>>>>>

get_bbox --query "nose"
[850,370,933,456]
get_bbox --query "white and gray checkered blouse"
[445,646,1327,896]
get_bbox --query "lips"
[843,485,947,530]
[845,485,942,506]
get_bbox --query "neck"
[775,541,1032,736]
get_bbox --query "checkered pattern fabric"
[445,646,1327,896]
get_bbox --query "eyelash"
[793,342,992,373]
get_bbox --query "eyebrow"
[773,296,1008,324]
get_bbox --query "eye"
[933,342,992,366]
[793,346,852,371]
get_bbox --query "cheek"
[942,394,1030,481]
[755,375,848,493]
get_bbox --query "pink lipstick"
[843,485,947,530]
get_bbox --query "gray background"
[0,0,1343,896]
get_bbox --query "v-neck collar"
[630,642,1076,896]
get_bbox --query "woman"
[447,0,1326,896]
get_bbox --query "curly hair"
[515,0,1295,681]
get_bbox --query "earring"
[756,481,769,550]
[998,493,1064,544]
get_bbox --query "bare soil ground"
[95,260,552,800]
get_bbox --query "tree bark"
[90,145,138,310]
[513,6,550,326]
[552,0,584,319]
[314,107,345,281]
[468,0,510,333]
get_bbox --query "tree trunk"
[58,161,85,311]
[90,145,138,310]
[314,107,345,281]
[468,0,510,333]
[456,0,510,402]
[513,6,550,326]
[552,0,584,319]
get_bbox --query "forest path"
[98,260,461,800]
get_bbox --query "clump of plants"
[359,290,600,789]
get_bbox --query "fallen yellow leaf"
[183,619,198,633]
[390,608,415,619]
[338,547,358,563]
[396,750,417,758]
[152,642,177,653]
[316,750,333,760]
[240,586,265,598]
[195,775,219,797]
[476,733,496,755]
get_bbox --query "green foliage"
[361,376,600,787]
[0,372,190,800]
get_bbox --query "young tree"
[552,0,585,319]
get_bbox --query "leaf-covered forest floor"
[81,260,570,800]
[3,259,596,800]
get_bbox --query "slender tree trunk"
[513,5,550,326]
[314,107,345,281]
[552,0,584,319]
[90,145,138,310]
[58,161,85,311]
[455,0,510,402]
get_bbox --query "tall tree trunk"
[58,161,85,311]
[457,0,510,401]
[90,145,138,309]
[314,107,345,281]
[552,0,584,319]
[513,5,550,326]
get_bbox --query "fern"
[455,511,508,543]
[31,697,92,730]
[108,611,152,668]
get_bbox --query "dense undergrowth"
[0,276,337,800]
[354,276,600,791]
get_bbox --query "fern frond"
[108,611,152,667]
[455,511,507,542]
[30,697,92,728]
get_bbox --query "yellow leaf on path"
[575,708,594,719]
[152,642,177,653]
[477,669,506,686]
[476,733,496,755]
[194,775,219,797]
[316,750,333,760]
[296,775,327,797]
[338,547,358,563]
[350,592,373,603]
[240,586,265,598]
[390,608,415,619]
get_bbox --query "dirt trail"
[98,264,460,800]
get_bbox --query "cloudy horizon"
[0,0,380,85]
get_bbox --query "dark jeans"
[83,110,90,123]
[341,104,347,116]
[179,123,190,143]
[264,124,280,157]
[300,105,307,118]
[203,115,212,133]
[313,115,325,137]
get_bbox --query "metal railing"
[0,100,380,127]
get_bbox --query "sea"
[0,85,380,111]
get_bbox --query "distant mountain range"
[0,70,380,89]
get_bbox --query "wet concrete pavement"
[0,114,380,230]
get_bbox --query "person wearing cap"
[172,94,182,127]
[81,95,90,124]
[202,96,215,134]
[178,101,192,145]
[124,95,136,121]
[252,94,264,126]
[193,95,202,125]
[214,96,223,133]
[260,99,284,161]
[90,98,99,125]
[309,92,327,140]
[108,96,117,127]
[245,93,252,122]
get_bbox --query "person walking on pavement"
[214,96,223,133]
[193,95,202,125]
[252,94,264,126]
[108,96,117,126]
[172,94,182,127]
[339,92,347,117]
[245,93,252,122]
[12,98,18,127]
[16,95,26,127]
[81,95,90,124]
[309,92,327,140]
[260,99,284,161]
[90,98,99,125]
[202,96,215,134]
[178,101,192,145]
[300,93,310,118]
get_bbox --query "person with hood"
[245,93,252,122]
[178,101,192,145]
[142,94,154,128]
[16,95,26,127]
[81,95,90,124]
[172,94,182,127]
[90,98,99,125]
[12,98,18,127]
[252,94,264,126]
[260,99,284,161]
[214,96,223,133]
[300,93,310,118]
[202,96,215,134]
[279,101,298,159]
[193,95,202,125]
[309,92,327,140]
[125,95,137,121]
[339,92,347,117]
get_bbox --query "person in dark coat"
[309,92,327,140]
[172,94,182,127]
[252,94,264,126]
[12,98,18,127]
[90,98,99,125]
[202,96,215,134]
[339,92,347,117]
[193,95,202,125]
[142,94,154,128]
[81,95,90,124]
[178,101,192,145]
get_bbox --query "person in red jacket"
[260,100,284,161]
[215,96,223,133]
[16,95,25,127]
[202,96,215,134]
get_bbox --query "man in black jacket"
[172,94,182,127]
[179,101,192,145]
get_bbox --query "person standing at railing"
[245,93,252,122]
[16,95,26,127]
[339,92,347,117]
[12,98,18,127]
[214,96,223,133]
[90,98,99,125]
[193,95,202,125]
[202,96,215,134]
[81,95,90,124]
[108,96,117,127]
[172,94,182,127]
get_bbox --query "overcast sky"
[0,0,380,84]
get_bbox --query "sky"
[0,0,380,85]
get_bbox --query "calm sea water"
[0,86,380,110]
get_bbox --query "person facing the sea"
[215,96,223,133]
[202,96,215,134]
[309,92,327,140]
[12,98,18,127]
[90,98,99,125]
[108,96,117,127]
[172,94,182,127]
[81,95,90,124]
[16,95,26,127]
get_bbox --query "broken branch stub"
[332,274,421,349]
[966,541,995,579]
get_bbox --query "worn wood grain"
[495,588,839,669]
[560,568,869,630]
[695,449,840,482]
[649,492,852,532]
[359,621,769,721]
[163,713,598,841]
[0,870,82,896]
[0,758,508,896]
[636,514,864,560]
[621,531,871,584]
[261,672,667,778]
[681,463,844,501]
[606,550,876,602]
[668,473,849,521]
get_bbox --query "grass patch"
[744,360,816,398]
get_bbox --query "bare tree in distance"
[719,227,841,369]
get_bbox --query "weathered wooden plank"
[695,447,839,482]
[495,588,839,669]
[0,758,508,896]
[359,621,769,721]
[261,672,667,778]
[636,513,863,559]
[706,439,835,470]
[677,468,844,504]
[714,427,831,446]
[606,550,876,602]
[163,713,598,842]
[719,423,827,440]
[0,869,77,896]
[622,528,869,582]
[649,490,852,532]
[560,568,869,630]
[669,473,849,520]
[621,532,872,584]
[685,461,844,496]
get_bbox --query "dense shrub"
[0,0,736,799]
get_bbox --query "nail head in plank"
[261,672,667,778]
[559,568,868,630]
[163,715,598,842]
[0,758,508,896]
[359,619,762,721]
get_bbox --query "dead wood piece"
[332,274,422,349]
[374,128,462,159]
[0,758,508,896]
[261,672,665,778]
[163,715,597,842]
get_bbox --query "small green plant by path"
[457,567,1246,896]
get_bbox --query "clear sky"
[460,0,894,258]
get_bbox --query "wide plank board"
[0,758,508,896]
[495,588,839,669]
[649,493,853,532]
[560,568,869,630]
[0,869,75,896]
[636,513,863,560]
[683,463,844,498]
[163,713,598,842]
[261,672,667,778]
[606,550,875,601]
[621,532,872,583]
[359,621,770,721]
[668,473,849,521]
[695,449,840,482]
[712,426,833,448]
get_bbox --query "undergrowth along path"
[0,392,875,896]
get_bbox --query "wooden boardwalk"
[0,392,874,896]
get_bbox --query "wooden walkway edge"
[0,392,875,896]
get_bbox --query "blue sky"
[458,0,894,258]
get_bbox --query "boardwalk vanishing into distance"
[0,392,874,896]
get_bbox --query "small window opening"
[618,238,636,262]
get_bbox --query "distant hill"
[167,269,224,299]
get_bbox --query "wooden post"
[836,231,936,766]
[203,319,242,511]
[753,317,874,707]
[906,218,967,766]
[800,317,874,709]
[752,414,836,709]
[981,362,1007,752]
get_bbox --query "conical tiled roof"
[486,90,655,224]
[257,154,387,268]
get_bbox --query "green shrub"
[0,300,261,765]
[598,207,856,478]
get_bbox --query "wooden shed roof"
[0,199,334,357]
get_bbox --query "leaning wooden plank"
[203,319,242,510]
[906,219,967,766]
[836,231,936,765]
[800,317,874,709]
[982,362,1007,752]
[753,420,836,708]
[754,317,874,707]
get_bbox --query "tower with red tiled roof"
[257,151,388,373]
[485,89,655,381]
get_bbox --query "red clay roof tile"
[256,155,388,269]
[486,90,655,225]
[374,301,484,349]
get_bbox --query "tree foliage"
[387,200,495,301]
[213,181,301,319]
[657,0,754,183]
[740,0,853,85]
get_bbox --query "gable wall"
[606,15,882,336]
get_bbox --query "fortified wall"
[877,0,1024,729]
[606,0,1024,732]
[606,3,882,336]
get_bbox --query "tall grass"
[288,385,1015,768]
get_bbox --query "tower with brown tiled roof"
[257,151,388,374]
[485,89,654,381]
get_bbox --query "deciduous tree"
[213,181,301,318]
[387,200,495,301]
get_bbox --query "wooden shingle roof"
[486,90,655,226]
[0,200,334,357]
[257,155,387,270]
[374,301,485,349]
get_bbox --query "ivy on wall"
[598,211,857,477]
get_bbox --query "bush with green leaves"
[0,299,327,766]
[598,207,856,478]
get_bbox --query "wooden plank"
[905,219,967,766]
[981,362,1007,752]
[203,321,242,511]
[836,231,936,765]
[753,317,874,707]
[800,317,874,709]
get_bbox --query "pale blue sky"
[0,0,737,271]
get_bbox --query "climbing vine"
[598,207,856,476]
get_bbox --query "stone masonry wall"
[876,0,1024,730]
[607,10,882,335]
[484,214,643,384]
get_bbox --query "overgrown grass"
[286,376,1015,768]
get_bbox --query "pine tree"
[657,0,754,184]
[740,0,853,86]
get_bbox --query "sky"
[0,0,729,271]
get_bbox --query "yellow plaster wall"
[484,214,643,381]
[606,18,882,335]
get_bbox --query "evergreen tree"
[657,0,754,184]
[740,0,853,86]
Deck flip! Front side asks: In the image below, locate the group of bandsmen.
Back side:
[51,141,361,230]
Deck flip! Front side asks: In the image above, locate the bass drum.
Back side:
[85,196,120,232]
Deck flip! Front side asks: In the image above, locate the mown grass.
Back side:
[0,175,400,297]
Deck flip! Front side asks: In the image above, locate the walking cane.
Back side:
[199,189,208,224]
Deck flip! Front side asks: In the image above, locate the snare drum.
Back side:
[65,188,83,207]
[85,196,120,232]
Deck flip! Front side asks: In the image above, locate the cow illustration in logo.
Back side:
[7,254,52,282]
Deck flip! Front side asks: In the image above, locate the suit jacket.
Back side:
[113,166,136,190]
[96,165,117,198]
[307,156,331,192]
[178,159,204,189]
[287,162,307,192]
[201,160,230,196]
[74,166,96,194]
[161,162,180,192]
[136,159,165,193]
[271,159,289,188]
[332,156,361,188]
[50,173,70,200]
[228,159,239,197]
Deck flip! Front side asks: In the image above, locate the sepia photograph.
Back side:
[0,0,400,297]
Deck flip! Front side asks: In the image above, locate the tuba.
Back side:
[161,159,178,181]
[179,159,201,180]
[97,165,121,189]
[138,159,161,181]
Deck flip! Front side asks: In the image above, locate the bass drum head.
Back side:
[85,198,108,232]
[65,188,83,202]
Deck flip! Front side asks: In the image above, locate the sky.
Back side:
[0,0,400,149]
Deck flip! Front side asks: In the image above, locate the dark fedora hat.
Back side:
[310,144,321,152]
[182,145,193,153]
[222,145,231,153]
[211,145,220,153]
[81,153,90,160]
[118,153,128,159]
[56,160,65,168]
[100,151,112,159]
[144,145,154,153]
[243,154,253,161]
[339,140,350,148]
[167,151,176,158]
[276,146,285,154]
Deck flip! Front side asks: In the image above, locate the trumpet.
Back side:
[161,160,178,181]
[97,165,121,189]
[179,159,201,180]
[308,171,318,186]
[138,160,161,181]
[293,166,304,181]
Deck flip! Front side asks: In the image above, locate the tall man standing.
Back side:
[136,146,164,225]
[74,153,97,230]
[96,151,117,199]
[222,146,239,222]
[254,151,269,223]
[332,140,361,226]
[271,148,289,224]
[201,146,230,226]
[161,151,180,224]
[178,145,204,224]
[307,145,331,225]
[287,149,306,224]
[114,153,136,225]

<<<<<

— AIM OF THE TASK —
Starting at the line that contains "with brown tiled" and stopping after the line that contains "[199,189,208,224]", write out those records again with each request line unchanged. Shift every bounding-box coordinate in the answers up by 47.

— EXERCISE ANSWER —
get_bbox --query "tower with brown tiled roof"
[304,198,435,421]
[532,136,701,428]
get_bbox --query "deciduous tree"
[260,228,348,365]
[434,247,542,348]
get_bbox --query "wooden shingle roof"
[533,137,702,273]
[47,247,381,404]
[304,202,434,317]
[421,348,532,396]
get_bbox --query "ivy on wall"
[645,258,904,524]
get_bbox --query "bush with green leaves"
[47,346,374,813]
[645,254,903,525]
get_bbox --query "wooden plank"
[952,266,1014,813]
[1028,409,1054,799]
[250,368,289,558]
[883,278,983,812]
[800,364,921,754]
[847,364,921,756]
get_bbox --query "pale blue sky"
[47,47,784,318]
get_bbox --query "climbing vine"
[645,254,903,523]
get_bbox --query "stone masonry wall"
[923,47,1071,777]
[654,57,929,382]
[531,261,690,431]
get_bbox --query "overgrown grass"
[333,423,1062,815]
get_bbox --query "pine tree"
[704,47,801,231]
[787,47,900,133]
get_bbox --query "sky"
[47,47,776,318]
get_bbox --query "yellow plaster wall"
[531,261,690,428]
[653,65,929,382]
get_bbox --query "evergreen tree"
[704,47,801,231]
[787,47,900,133]
Deck flip! Front side asks: In the image below, locate the group of bandsmen.
Back side:
[98,188,408,277]
Deck flip! Front side asks: In the image above, locate the bass drum.
Back side:
[132,243,167,279]
Deck flip! Front side asks: In the image above, locate the mown grass.
Back side:
[47,222,447,344]
Deck flip! Front side asks: In the image above, locate the walking cane.
Back side:
[246,236,255,271]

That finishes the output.